Material for this task ->
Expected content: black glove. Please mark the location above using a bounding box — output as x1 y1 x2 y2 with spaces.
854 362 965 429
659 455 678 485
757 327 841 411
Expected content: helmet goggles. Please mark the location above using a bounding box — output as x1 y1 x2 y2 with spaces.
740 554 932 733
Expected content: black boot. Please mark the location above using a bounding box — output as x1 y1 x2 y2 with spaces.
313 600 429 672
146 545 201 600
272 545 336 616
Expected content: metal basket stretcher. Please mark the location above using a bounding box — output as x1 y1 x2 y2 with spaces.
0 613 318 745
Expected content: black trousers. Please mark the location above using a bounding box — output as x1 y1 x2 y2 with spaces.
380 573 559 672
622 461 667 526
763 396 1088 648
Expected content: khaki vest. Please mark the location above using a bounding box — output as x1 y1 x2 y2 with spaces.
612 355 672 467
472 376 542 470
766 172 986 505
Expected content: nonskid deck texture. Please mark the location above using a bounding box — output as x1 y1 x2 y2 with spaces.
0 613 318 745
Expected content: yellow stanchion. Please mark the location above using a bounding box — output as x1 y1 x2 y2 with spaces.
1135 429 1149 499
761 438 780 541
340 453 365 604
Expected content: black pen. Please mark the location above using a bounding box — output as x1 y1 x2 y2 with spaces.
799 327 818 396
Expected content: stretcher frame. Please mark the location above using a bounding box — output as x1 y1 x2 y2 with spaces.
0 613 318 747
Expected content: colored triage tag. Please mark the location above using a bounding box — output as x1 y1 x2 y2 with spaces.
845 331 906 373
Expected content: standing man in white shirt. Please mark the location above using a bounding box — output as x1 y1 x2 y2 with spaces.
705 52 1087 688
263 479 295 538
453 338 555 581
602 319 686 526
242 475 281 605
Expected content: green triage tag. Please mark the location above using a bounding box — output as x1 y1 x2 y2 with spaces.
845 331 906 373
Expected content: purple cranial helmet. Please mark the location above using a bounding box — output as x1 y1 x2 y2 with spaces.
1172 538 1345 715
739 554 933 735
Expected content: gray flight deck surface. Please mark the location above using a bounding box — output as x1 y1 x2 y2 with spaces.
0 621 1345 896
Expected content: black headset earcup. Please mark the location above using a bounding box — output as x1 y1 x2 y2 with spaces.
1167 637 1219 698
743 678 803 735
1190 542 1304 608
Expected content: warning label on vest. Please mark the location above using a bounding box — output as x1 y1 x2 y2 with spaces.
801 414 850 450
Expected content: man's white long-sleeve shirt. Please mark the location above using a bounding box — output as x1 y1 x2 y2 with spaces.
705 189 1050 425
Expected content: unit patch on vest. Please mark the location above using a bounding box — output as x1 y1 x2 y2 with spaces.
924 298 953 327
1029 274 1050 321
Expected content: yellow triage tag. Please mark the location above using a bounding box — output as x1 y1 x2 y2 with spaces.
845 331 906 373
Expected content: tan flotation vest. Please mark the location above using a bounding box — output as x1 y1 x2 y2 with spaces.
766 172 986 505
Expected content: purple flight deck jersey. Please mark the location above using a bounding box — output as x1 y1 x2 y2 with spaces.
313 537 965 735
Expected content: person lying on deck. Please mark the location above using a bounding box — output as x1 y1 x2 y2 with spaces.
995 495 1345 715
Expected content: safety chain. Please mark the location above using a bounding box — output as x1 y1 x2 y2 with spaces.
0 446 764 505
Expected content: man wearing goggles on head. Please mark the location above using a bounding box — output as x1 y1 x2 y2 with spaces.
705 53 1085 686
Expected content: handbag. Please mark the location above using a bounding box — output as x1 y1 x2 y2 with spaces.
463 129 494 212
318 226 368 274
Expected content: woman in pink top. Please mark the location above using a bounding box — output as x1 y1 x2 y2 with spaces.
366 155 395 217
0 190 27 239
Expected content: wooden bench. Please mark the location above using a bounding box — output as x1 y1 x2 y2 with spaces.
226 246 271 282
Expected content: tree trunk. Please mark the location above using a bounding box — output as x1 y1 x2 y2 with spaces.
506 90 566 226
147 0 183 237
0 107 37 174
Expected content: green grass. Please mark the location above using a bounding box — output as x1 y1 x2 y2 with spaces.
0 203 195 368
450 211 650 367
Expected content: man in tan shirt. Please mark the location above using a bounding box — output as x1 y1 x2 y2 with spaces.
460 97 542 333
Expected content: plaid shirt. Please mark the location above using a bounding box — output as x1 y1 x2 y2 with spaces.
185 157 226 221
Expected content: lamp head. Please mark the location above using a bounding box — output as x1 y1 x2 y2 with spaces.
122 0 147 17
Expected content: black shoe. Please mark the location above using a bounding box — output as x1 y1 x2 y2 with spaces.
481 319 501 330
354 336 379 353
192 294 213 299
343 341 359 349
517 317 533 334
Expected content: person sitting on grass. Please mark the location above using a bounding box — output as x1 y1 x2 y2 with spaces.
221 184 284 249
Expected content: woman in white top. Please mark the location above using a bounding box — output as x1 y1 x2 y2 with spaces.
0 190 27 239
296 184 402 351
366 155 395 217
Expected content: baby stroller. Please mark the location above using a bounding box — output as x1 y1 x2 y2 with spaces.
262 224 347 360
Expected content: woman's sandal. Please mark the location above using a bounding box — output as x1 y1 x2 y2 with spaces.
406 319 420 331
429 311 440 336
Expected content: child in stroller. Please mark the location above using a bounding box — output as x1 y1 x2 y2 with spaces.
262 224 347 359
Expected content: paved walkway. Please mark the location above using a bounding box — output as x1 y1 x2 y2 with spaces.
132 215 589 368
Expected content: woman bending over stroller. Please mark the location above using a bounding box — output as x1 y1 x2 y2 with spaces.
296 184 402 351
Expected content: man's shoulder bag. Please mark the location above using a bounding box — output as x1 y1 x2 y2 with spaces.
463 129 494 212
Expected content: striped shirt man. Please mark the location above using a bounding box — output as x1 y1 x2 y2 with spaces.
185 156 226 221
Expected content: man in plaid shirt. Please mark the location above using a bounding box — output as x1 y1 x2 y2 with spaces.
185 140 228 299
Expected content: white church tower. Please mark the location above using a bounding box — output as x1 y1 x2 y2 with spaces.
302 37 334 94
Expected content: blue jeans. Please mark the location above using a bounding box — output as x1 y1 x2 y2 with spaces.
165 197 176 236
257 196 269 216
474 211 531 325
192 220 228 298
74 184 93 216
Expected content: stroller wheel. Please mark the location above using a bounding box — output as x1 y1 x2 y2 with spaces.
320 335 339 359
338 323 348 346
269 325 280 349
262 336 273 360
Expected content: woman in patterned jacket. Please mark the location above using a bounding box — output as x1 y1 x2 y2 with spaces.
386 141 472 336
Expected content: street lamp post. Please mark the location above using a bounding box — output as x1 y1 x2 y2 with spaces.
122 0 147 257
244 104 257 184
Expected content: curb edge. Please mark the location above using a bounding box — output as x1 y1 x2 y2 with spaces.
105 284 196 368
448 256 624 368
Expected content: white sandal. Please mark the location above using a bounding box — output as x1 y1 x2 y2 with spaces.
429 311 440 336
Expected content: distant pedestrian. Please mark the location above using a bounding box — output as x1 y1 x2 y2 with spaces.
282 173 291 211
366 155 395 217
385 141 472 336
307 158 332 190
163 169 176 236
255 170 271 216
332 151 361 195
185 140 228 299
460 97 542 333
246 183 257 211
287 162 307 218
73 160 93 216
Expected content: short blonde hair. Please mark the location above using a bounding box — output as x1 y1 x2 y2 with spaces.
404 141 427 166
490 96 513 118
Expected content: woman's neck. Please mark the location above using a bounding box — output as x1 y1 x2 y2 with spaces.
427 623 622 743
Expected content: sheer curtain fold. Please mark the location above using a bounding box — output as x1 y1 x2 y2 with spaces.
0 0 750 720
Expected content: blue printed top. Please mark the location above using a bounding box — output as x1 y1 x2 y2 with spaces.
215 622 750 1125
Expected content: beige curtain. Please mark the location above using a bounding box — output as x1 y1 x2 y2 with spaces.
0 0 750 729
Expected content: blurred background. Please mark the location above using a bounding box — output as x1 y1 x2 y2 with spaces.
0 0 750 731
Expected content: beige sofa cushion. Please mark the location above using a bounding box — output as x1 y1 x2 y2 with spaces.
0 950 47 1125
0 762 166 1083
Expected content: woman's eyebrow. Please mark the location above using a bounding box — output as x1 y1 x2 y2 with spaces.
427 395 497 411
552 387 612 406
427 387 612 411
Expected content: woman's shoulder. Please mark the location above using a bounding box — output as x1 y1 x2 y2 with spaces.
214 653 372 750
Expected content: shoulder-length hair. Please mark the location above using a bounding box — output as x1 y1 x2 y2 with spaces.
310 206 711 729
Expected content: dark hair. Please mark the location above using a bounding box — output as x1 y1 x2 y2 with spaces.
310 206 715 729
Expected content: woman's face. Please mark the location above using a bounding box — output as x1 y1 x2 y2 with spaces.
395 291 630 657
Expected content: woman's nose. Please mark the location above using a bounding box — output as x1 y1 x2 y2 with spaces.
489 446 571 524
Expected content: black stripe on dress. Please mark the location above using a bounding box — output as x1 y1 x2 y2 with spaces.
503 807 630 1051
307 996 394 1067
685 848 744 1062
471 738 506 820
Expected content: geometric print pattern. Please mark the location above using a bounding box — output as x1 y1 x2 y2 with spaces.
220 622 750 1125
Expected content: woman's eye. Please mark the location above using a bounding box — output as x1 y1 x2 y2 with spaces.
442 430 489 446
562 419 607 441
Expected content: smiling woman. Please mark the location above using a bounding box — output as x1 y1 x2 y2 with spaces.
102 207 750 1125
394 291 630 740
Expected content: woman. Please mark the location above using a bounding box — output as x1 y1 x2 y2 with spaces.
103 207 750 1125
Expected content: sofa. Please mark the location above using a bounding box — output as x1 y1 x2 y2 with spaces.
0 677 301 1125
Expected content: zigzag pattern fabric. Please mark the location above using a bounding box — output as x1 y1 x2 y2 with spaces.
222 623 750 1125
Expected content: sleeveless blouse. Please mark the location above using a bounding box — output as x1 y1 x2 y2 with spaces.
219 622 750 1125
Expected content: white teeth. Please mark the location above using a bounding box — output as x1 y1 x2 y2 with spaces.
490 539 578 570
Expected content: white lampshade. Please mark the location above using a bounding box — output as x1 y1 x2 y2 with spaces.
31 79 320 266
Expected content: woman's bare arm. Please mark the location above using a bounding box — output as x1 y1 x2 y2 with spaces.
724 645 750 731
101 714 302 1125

To be done ->
Reproduce the stretch above from the line containing "Expected content: blurred" through the line containing "0 762 166 1083", both lines included, character for character.

Answer for this exercise ->
Expected content: blurred background. Please mark the location above using a bounding box — output as x1 y1 x2 y2 with spaces.
0 0 750 731
Expected content: beige sofa cushion. Please mark the location above using a bounding box — output as x1 y1 x2 y2 with spaces.
0 950 47 1125
0 762 166 1083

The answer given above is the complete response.